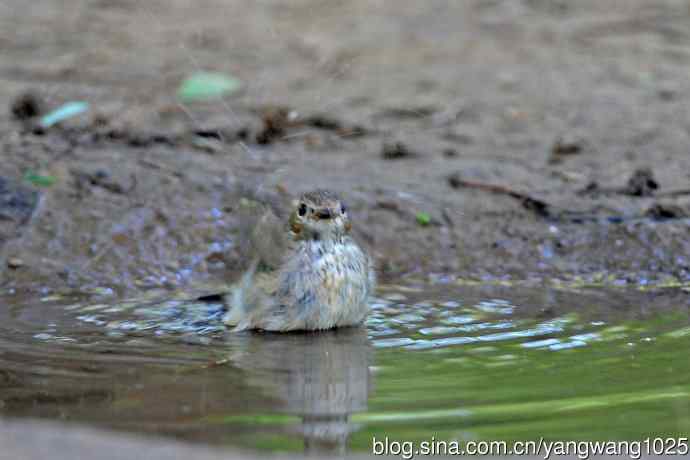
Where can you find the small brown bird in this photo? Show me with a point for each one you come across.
(324, 281)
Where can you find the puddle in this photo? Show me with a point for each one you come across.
(442, 361)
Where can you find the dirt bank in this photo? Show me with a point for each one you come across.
(578, 112)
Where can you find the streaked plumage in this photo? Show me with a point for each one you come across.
(324, 282)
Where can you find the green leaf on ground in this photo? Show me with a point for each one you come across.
(65, 111)
(204, 86)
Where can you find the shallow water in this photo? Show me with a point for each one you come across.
(441, 361)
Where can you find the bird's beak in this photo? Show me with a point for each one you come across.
(324, 214)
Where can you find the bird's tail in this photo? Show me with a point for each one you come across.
(236, 300)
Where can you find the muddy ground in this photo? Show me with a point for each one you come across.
(543, 138)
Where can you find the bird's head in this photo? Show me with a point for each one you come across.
(319, 215)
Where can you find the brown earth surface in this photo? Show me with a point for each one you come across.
(542, 138)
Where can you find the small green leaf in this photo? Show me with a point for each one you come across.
(423, 219)
(205, 86)
(39, 180)
(65, 111)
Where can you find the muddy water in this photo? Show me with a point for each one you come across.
(438, 361)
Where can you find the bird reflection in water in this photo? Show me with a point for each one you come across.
(322, 377)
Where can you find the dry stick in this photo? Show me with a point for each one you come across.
(540, 207)
(673, 193)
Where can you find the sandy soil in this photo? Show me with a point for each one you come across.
(404, 107)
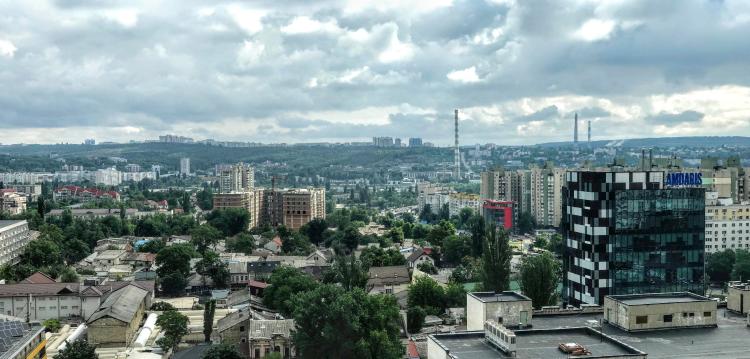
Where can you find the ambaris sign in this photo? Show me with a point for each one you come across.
(681, 179)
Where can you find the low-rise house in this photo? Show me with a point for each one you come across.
(656, 311)
(418, 256)
(109, 258)
(390, 280)
(117, 320)
(274, 245)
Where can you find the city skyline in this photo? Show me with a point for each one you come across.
(347, 71)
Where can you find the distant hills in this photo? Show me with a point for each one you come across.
(694, 141)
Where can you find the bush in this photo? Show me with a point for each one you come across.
(162, 306)
(415, 319)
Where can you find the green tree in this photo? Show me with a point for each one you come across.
(438, 233)
(455, 248)
(335, 323)
(283, 284)
(79, 349)
(69, 275)
(229, 221)
(539, 277)
(52, 325)
(455, 296)
(425, 292)
(204, 237)
(396, 235)
(496, 257)
(349, 273)
(314, 230)
(241, 243)
(173, 284)
(211, 266)
(153, 246)
(526, 223)
(208, 320)
(174, 258)
(719, 265)
(174, 325)
(415, 319)
(223, 351)
(477, 228)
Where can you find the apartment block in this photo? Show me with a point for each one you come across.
(14, 236)
(236, 178)
(727, 227)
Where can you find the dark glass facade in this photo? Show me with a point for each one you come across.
(627, 234)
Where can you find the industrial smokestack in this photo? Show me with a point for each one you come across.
(456, 151)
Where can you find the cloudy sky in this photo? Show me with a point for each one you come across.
(334, 70)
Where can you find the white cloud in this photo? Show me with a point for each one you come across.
(595, 30)
(306, 25)
(250, 53)
(249, 20)
(468, 75)
(126, 18)
(7, 48)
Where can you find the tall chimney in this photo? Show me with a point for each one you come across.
(456, 151)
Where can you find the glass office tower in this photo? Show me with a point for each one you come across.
(628, 233)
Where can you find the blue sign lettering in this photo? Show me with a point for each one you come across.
(683, 179)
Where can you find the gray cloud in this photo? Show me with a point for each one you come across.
(675, 118)
(189, 67)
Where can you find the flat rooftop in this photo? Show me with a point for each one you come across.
(729, 340)
(535, 343)
(507, 296)
(665, 298)
(8, 222)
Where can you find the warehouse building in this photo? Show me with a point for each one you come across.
(116, 322)
(639, 312)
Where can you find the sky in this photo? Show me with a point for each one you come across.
(340, 71)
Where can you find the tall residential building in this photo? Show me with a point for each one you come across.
(185, 166)
(629, 233)
(14, 236)
(459, 201)
(237, 178)
(290, 207)
(546, 195)
(302, 205)
(727, 227)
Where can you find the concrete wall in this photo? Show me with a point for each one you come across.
(684, 315)
(735, 299)
(435, 350)
(477, 312)
(42, 307)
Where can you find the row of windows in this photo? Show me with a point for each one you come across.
(667, 318)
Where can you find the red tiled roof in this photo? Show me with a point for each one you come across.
(411, 350)
(256, 284)
(38, 278)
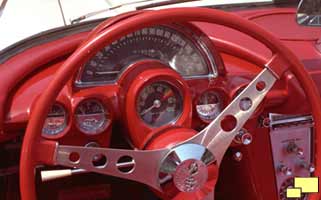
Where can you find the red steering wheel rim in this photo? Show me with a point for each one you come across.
(32, 139)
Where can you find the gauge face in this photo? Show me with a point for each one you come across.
(209, 106)
(91, 117)
(159, 103)
(56, 120)
(160, 43)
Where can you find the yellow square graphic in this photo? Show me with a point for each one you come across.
(308, 185)
(293, 192)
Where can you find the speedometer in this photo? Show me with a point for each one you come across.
(159, 103)
(91, 117)
(209, 105)
(161, 43)
(56, 121)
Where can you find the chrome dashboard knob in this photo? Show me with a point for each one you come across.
(292, 147)
(243, 137)
(308, 166)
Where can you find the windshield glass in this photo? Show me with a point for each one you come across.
(20, 19)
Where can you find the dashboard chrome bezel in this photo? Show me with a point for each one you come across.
(67, 123)
(174, 86)
(189, 31)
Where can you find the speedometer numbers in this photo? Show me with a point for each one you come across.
(159, 103)
(56, 121)
(209, 105)
(167, 45)
(91, 117)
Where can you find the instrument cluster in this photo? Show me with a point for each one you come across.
(91, 117)
(157, 104)
(181, 51)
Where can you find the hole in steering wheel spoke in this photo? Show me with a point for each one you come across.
(228, 123)
(125, 164)
(74, 157)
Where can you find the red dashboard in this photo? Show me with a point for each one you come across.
(145, 96)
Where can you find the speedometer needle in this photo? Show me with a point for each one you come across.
(156, 104)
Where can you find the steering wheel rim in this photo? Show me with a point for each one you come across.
(282, 59)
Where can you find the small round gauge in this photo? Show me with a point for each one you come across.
(91, 117)
(159, 103)
(209, 105)
(56, 120)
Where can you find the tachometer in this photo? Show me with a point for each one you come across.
(159, 103)
(91, 117)
(209, 105)
(161, 43)
(56, 120)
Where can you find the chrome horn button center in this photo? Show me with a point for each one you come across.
(186, 167)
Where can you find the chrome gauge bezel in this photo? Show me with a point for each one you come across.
(185, 30)
(206, 118)
(59, 130)
(105, 116)
(173, 87)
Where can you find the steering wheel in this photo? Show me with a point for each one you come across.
(191, 165)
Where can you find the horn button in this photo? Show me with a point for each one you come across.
(186, 166)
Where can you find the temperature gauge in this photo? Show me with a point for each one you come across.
(56, 121)
(91, 117)
(209, 105)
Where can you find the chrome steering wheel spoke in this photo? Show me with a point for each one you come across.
(218, 138)
(137, 165)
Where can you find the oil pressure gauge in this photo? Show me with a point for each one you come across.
(209, 105)
(56, 121)
(91, 117)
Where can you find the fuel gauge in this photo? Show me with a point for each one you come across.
(209, 105)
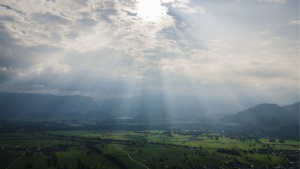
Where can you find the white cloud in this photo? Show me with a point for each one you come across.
(112, 48)
(274, 1)
(294, 22)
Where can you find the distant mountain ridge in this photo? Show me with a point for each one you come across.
(268, 118)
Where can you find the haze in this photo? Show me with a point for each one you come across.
(240, 52)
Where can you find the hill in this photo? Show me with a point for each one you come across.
(268, 119)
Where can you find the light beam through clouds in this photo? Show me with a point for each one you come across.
(238, 52)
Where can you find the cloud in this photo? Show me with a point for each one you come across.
(274, 1)
(294, 22)
(112, 49)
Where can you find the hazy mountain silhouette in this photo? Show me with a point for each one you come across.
(269, 119)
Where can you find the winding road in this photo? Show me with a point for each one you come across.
(131, 157)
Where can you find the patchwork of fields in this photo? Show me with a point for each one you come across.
(144, 149)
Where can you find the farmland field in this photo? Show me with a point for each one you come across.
(88, 149)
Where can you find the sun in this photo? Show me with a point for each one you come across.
(150, 10)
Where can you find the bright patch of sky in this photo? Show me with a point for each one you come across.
(237, 50)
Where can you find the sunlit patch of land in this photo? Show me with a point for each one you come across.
(74, 147)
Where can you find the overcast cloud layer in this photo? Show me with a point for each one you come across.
(233, 50)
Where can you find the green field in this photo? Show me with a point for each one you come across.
(142, 149)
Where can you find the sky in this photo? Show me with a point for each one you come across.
(233, 51)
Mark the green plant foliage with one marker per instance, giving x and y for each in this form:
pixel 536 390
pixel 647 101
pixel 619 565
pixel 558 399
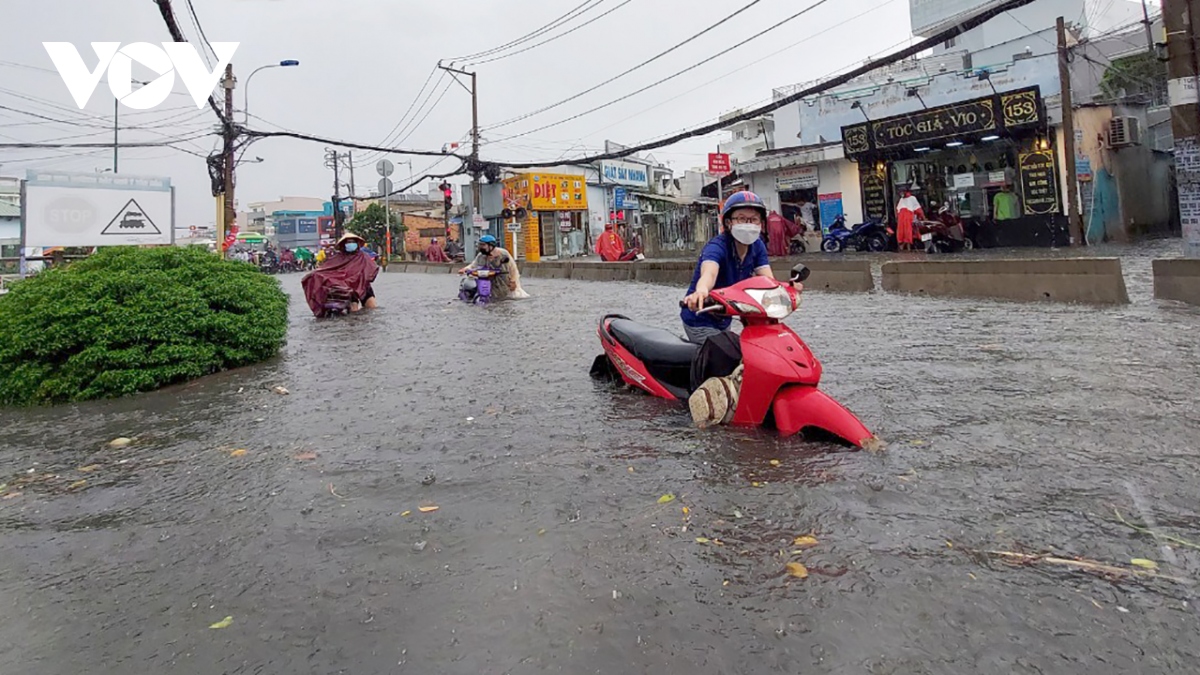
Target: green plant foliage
pixel 133 320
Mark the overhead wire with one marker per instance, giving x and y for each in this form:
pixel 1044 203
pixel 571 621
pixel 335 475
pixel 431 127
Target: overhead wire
pixel 623 73
pixel 585 24
pixel 689 69
pixel 582 7
pixel 953 30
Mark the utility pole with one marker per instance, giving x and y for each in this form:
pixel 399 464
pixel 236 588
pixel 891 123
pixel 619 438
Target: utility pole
pixel 1145 16
pixel 1180 21
pixel 333 160
pixel 117 114
pixel 1068 139
pixel 349 162
pixel 231 136
pixel 475 189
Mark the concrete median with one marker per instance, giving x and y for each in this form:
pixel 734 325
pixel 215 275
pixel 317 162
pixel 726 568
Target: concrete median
pixel 838 276
pixel 1177 280
pixel 1062 280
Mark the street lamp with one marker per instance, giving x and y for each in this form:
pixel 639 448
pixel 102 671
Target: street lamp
pixel 245 94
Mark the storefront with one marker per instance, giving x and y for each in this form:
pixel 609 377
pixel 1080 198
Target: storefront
pixel 963 155
pixel 545 215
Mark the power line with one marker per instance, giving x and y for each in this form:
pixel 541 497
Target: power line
pixel 253 133
pixel 403 117
pixel 742 67
pixel 592 21
pixel 689 69
pixel 838 81
pixel 528 36
pixel 616 77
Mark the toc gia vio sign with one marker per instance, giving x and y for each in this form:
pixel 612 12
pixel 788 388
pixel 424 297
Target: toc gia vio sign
pixel 988 115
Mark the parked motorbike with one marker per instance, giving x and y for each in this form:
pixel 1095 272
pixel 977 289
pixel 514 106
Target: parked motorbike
pixel 477 287
pixel 870 236
pixel 780 375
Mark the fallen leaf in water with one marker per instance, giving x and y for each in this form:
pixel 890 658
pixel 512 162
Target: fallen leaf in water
pixel 797 569
pixel 874 444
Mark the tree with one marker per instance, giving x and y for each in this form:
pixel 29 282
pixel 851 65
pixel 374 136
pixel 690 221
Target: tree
pixel 131 320
pixel 370 225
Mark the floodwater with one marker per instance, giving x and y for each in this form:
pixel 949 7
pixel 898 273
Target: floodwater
pixel 1009 428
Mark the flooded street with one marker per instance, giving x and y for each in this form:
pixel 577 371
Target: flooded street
pixel 1009 428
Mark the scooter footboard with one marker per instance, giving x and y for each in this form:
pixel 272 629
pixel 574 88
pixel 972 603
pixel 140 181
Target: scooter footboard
pixel 799 407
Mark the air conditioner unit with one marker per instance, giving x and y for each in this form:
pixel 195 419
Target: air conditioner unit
pixel 1123 131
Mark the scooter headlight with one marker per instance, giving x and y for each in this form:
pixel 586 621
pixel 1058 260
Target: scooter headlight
pixel 778 302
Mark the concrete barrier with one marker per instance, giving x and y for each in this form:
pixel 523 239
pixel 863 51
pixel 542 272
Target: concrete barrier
pixel 603 272
pixel 1059 280
pixel 1177 280
pixel 550 269
pixel 839 276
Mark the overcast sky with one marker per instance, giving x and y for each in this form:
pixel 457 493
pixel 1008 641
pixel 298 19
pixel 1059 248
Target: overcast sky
pixel 364 61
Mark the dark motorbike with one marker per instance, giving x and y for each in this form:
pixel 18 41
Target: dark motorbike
pixel 870 236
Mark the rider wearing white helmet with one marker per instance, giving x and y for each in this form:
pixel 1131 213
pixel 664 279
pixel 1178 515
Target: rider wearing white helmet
pixel 735 255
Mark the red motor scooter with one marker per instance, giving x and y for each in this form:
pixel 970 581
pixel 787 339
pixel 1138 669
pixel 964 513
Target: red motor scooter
pixel 780 374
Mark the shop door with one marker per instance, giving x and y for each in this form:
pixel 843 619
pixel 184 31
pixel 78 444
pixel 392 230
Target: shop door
pixel 547 230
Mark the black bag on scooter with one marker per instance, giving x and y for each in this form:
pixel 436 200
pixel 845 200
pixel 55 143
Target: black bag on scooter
pixel 718 357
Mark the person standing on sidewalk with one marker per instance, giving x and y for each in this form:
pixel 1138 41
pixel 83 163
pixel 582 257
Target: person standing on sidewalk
pixel 735 255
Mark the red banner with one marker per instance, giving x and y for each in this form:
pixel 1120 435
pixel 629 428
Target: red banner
pixel 719 163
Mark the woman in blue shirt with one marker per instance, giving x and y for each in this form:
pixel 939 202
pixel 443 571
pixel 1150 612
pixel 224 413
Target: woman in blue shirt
pixel 735 255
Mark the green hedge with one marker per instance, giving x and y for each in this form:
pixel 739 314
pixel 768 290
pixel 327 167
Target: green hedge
pixel 133 320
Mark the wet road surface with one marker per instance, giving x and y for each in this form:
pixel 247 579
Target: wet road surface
pixel 1015 428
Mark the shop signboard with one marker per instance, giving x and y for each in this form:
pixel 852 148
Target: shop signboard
pixel 1083 168
pixel 624 173
pixel 556 191
pixel 875 195
pixel 931 16
pixel 1039 187
pixel 719 163
pixel 831 208
pixel 797 178
pixel 994 114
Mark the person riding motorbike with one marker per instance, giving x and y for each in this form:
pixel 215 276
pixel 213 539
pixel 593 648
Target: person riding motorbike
pixel 491 255
pixel 349 267
pixel 735 255
pixel 433 254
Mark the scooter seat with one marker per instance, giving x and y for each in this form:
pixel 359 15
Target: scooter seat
pixel 653 345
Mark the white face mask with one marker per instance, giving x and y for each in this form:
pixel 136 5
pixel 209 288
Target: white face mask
pixel 747 233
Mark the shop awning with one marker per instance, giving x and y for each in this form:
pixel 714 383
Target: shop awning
pixel 796 156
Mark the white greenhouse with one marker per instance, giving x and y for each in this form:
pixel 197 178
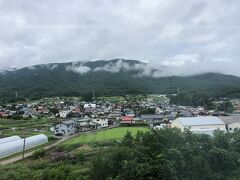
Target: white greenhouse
pixel 9 148
pixel 9 139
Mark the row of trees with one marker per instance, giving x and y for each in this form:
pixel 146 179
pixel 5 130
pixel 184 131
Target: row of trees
pixel 158 154
pixel 171 154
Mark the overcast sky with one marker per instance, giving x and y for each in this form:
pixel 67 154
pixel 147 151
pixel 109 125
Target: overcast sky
pixel 189 36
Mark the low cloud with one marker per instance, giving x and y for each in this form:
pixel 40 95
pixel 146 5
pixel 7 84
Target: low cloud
pixel 81 69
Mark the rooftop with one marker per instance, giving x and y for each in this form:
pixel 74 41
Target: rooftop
pixel 200 120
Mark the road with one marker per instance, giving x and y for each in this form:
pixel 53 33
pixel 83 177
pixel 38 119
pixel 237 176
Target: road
pixel 29 154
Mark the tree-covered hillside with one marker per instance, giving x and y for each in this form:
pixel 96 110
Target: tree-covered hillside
pixel 116 77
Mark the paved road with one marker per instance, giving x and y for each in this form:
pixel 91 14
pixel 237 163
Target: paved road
pixel 29 154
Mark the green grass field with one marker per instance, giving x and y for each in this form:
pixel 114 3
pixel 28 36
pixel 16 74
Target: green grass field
pixel 105 135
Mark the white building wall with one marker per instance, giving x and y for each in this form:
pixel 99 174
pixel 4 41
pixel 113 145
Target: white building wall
pixel 14 147
pixel 63 114
pixel 233 126
pixel 177 124
pixel 102 122
pixel 65 129
pixel 9 139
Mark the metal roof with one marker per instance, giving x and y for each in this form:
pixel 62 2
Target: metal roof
pixel 200 120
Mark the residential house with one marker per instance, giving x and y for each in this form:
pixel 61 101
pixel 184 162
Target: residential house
pixel 232 122
pixel 103 121
pixel 127 120
pixel 65 128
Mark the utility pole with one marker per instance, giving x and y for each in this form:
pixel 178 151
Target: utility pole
pixel 24 143
pixel 93 94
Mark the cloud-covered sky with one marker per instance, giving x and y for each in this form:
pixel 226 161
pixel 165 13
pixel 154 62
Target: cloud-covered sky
pixel 188 36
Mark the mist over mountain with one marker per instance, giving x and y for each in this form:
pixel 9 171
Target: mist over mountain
pixel 114 77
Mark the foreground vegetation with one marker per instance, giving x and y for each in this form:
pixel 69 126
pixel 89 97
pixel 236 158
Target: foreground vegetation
pixel 105 135
pixel 161 154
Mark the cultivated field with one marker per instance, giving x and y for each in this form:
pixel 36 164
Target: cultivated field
pixel 105 135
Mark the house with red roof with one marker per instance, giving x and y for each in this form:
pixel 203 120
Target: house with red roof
pixel 127 120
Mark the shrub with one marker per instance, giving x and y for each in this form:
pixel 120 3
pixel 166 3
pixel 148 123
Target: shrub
pixel 39 153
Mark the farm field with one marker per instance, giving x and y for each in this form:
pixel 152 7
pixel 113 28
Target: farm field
pixel 105 135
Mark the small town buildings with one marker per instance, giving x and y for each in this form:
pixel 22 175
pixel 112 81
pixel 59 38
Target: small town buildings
pixel 127 120
pixel 152 117
pixel 103 121
pixel 87 126
pixel 65 128
pixel 90 105
pixel 63 114
pixel 200 124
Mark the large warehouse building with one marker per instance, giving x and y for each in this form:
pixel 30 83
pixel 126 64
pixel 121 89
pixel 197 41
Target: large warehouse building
pixel 200 124
pixel 14 144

Task brief
Switch "marker" to "pin" in the lines of the data that begin at the line containing "Mark the rooftop" and end after the line containing "pixel 116 77", leaving everything else unchanged. Return only those lines.

Full solution
Mark the rooftop with one pin per instance, giving x and y for each in this form:
pixel 74 41
Target: rooftop
pixel 200 120
Mark the road with one pin per instance, giving x and y for each in this form:
pixel 53 33
pixel 83 177
pixel 38 119
pixel 237 176
Target: road
pixel 29 154
Mark the tree-covered hillside with one pin per instance, giving x and y for each in this form:
pixel 96 110
Target: tree-covered hillside
pixel 116 77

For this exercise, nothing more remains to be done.